Render the stretch of records from the line containing "find is: shrub" through the line containing "[330,142,800,497]" as a two-column CSV with the headers instruction and boxes, one row per record. Put each record's text and its answer in separate quoted fields, with line breaks replaced by spaces.

**Data to use**
========================
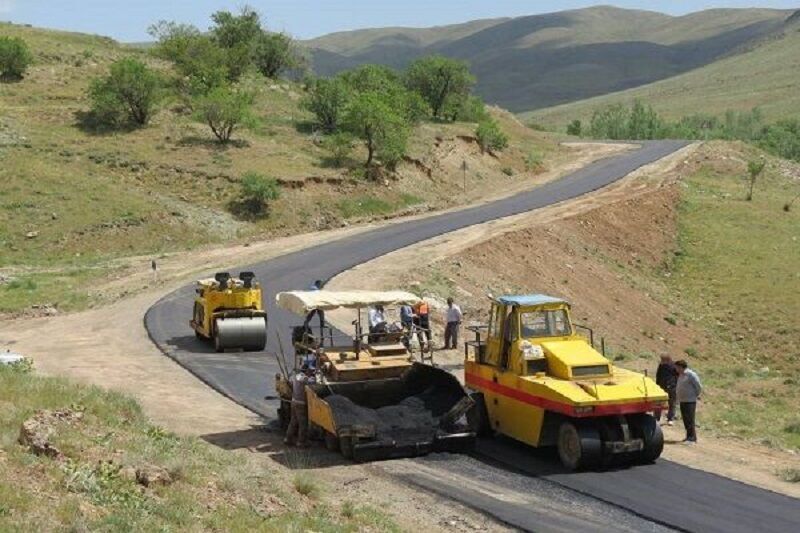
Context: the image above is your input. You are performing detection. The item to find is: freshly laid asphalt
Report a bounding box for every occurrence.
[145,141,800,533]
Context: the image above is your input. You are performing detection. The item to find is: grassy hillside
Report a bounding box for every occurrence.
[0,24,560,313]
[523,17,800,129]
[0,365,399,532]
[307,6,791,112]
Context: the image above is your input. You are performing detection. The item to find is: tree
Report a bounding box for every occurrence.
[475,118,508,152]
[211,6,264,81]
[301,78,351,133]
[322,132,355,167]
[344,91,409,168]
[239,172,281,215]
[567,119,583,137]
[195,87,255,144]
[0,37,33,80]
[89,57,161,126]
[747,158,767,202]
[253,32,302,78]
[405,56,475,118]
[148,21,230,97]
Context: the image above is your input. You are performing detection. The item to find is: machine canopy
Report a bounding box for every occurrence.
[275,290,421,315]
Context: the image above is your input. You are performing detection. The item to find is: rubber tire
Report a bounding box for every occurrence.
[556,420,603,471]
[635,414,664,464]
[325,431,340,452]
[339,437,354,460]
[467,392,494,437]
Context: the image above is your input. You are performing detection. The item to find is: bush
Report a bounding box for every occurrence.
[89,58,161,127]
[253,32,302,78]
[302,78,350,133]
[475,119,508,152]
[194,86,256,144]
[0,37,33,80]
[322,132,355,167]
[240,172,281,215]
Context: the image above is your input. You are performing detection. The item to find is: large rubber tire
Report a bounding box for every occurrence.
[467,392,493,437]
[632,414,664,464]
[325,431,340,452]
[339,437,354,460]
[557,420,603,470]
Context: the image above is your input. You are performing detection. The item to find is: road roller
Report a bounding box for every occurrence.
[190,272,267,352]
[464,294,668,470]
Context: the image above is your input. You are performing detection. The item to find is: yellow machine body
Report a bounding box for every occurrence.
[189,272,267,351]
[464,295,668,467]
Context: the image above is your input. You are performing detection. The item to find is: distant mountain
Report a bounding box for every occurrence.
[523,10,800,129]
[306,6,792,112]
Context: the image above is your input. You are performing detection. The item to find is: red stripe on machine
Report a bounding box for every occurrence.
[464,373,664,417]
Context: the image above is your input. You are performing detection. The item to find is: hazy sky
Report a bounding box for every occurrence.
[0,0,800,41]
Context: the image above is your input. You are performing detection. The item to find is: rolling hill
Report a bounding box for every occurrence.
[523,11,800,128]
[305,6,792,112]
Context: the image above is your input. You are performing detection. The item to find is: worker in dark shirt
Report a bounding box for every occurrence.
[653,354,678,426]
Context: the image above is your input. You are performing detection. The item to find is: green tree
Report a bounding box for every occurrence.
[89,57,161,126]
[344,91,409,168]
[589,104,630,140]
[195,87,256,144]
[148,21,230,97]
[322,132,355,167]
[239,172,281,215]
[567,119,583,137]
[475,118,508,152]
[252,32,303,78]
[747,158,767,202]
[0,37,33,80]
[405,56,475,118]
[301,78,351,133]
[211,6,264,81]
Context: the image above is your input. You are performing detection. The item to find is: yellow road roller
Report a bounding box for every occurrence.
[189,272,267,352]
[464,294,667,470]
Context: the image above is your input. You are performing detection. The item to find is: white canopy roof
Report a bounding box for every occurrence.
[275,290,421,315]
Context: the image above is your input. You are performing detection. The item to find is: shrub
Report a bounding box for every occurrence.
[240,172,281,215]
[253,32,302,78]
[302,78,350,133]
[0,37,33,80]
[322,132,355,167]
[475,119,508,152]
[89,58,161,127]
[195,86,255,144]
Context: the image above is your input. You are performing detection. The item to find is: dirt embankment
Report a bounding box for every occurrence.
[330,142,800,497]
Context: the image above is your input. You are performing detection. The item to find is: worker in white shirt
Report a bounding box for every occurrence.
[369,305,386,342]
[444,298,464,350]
========================
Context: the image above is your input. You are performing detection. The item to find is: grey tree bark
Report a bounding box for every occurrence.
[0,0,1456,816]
========================
**Correct response**
instruction,boxes
"Context: the image above is your input. You are performing detection. The item to find is: shrub Report a bounding box for every occurrence.","[240,172,281,215] [253,32,302,78] [302,78,350,133] [0,37,33,80] [322,132,355,167] [475,119,508,152] [89,58,161,127] [195,86,255,144]"
"Context: the image above is your input. You are performing detection. The item to find is: dirt embankment Report a bounding box for every occurrence.","[330,142,800,497]"